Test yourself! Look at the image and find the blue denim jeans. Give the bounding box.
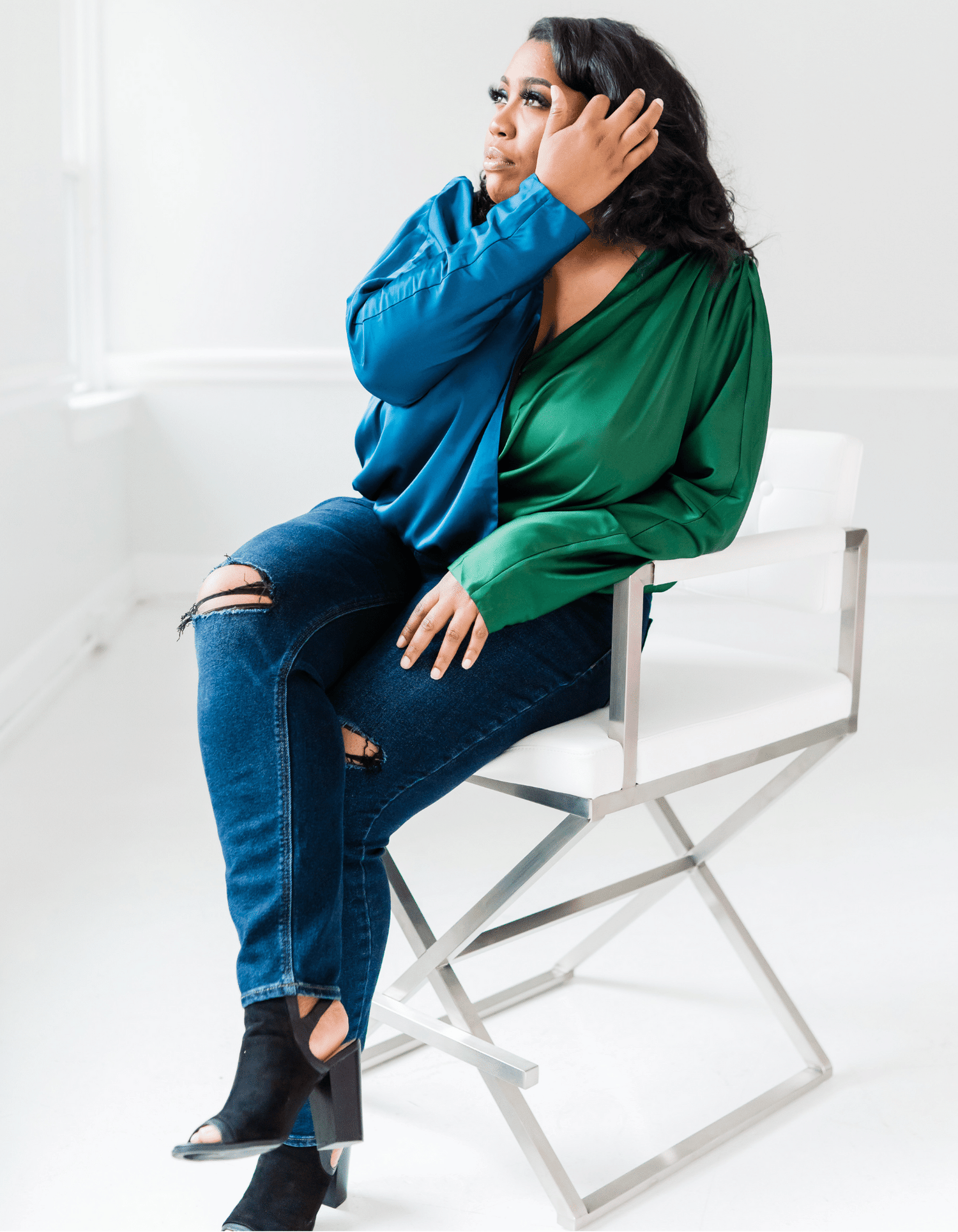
[192,498,651,1146]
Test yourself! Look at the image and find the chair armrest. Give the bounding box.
[655,526,846,585]
[608,526,868,787]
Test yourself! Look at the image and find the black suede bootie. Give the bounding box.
[172,997,362,1160]
[223,1145,350,1232]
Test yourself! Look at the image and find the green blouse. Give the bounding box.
[450,249,772,631]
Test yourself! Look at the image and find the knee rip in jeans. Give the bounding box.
[342,723,383,773]
[176,561,273,637]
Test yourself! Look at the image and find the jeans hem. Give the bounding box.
[240,983,342,1009]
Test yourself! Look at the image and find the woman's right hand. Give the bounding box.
[536,85,662,216]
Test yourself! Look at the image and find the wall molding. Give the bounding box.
[106,346,958,390]
[106,346,357,387]
[0,564,135,749]
[0,552,223,754]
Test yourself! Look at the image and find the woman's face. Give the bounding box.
[483,41,588,202]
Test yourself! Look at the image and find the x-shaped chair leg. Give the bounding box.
[363,739,840,1228]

→ Exercise brief: Copy every item above word for word, leaving out the picture.

→ Reply:
Test yourself! Look at the image and find the blue denim jeans. Give the bounding box.
[192,498,651,1146]
Test yourself! Look at the image and find the chair armrest. Give the bounding box.
[655,526,846,585]
[608,526,868,787]
Test yourself! Look at the image and find the black suede bootie. Give the bounding box.
[172,997,362,1160]
[223,1145,350,1232]
Test yourself! Look at the image and find the green blouse. Give the bounding box.
[450,249,772,631]
Test yourself! Look at the image and find the knee rip in jeans. Give the bounding box.
[342,723,383,773]
[176,561,273,637]
Test yourself! Look at the image and find the jeans hem. Give the bounding box.
[240,983,342,1009]
Test yourself! Look at the image and find the woman's right hand. Give the bounding box.
[536,85,662,216]
Test yourself! Look at the image and find the wall molding. Give the bounding box.
[106,346,958,390]
[106,346,357,387]
[0,564,135,749]
[0,552,223,754]
Test yourself! Look at the image and find the woman's face. Give the bounding box.
[483,41,588,202]
Test yourself! Look at the image and find the x-shaped chair leg. Give the bounding box.
[363,739,840,1228]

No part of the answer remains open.